** Work to complete **
Rewrite all the items below as a JSON list of strings, with one string for each line and no blank lines included.

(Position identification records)
○ ○ ○
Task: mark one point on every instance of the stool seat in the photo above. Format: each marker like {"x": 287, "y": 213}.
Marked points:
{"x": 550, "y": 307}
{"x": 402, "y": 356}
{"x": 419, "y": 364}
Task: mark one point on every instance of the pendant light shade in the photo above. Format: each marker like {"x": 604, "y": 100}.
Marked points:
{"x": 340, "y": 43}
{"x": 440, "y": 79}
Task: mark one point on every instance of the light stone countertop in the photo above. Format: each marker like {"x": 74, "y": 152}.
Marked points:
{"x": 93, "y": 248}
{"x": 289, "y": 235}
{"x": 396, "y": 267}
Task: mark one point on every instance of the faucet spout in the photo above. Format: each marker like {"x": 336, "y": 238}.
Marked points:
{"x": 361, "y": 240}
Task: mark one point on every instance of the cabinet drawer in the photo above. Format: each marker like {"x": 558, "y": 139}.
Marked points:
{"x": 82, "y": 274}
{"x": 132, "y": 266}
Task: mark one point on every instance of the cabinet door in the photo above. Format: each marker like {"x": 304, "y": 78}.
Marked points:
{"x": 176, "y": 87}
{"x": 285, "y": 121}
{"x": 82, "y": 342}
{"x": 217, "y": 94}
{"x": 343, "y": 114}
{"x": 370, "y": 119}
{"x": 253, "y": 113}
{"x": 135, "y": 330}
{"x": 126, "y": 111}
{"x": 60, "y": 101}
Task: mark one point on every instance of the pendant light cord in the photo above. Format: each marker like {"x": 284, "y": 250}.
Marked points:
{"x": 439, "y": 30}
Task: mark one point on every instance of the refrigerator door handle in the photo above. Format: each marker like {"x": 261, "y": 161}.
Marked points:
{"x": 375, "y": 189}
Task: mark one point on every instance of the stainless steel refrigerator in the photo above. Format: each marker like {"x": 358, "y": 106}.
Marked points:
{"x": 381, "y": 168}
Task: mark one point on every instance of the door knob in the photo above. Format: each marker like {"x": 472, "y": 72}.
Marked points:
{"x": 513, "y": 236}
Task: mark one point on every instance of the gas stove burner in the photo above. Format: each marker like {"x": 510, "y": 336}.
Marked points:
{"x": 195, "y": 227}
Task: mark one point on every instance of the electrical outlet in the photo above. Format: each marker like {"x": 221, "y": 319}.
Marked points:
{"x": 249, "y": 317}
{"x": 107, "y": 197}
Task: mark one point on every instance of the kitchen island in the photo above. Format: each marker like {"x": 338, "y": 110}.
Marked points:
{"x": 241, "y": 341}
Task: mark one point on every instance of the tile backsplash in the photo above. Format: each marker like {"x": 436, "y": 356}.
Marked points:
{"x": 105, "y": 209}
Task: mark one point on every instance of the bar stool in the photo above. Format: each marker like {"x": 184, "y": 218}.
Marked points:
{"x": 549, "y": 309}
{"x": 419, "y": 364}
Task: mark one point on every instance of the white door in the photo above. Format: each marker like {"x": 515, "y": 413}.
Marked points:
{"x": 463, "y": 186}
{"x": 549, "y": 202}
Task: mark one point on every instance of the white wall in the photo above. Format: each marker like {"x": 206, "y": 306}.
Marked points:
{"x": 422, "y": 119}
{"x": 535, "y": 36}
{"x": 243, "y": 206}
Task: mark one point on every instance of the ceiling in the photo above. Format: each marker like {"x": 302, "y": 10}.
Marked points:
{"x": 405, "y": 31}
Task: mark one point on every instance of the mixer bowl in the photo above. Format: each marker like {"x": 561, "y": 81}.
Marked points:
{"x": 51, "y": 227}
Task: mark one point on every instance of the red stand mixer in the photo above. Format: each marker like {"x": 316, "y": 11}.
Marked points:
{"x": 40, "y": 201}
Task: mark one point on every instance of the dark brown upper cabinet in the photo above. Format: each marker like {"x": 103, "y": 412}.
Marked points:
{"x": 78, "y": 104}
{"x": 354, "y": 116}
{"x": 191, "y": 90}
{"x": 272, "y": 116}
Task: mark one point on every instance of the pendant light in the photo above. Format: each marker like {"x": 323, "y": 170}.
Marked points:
○ ○ ○
** Reply to the exercise **
[
  "Task: mark one point on every instance of the stool seat in the photo above. Format: each marker like {\"x\": 287, \"y\": 213}.",
  "Marked points:",
  "{\"x\": 550, \"y\": 307}",
  "{\"x\": 402, \"y\": 356}",
  "{\"x\": 419, \"y\": 364}",
  "Task: mark one point on every instance of the pendant light shade in the photo above. Format: each marker like {\"x\": 604, \"y\": 100}.",
  "Marked points:",
  "{\"x\": 340, \"y\": 43}",
  "{\"x\": 440, \"y\": 79}",
  "Task: mark one point on every instance of the light stone countertop in the photo above. Format: each marker like {\"x\": 74, \"y\": 152}.",
  "Marked points:",
  "{\"x\": 93, \"y\": 248}",
  "{\"x\": 289, \"y\": 235}",
  "{\"x\": 396, \"y\": 267}",
  "Task: mark one point on every instance of the faucet spout in the photo above. Format: each marker like {\"x\": 336, \"y\": 238}.",
  "Marked points:",
  "{\"x\": 361, \"y\": 240}",
  "Task: mark one point on every instance of the cabinet drawer in the photo above. Format: each marker like {\"x\": 558, \"y\": 139}.",
  "Marked points:",
  "{\"x\": 82, \"y\": 274}",
  "{\"x\": 132, \"y\": 266}",
  "Task: mark one point on every instance of the cabinet door in the photo above. Format: each marker like {\"x\": 304, \"y\": 78}.",
  "Marked points:",
  "{\"x\": 176, \"y\": 87}",
  "{\"x\": 285, \"y\": 121}",
  "{\"x\": 82, \"y\": 342}",
  "{\"x\": 217, \"y\": 94}",
  "{\"x\": 343, \"y\": 114}",
  "{\"x\": 370, \"y\": 119}",
  "{\"x\": 253, \"y\": 113}",
  "{\"x\": 135, \"y\": 330}",
  "{\"x\": 126, \"y\": 111}",
  "{\"x\": 60, \"y\": 101}",
  "Task: mark one point on every instance of the pendant light cord in the photo above. Format: each marker like {\"x\": 284, \"y\": 250}.",
  "Marked points:",
  "{\"x\": 439, \"y\": 30}",
  "Task: mark one point on every instance of the refrigerator door handle in the photo above. Format: each marker like {\"x\": 261, \"y\": 161}.",
  "Marked points:",
  "{\"x\": 375, \"y\": 189}",
  "Task: mark one point on every instance of the stainless steel refrigerator in the photo above. Format: each marker like {\"x\": 358, \"y\": 106}.",
  "Marked points:",
  "{\"x\": 381, \"y\": 168}",
  "Task: mark one point on every instance of the door knob in the photo above. Format: each marker like {\"x\": 472, \"y\": 72}.",
  "Marked points:",
  "{\"x\": 513, \"y\": 236}",
  "Task: mark one point on every instance of the gas stove burner in the photo above. Format: each marker like {\"x\": 510, \"y\": 336}.",
  "Marked points:",
  "{\"x\": 195, \"y\": 227}",
  "Task: mark one point on every instance of the electrical outlet in the photo above. Format: each marker like {\"x\": 221, \"y\": 319}.",
  "Marked points:",
  "{\"x\": 249, \"y\": 317}",
  "{\"x\": 107, \"y\": 197}",
  "Task: mark one point on every instance of the kitchen island in the photo above. Format: each marker like {\"x\": 338, \"y\": 110}.",
  "Marked points:",
  "{\"x\": 241, \"y\": 341}",
  "Task: mark one point on every instance of the tile backsplash in the photo above. Format: each marker like {\"x\": 436, \"y\": 356}.",
  "Marked points:",
  "{\"x\": 105, \"y\": 209}",
  "Task: mark one point on every instance of the bar stool in the photo above. Format: each marker like {\"x\": 184, \"y\": 218}.",
  "Marked points:",
  "{\"x\": 549, \"y\": 309}",
  "{\"x\": 419, \"y\": 364}",
  "Task: mark one point on every instance of the white door in the photo above. Format: each marker like {\"x\": 515, \"y\": 413}.",
  "Marked points:",
  "{\"x\": 463, \"y\": 186}",
  "{\"x\": 549, \"y\": 202}",
  "Task: mark one point on every instance of the white wall in the photo above. Format: each marker like {\"x\": 206, \"y\": 306}.",
  "Marked points:",
  "{\"x\": 422, \"y\": 119}",
  "{\"x\": 535, \"y\": 36}",
  "{\"x\": 243, \"y\": 206}",
  "Task: mark one point on every instance of the ceiling in the photo above. Format: each marker like {\"x\": 302, \"y\": 10}.",
  "Marked points:",
  "{\"x\": 405, \"y\": 31}",
  "Task: mark one point on every instance of the mixer bowl in the photo above. Format: each marker like {\"x\": 561, \"y\": 81}.",
  "Marked points:",
  "{\"x\": 51, \"y\": 227}",
  "Task: mark one point on every instance of the red stand mixer in the photo above. Format: each marker like {\"x\": 316, \"y\": 11}.",
  "Marked points:",
  "{\"x\": 40, \"y\": 201}",
  "Task: mark one point on every instance of the dark brown upper cabinet in the photo above. Format: each marker like {\"x\": 103, \"y\": 412}.",
  "Marked points:",
  "{\"x\": 78, \"y\": 104}",
  "{\"x\": 354, \"y\": 116}",
  "{\"x\": 191, \"y\": 90}",
  "{\"x\": 272, \"y\": 116}",
  "Task: mark one point on every instance of the pendant light in the photo above. Format: each marker like {\"x\": 323, \"y\": 170}.",
  "Marked points:"
]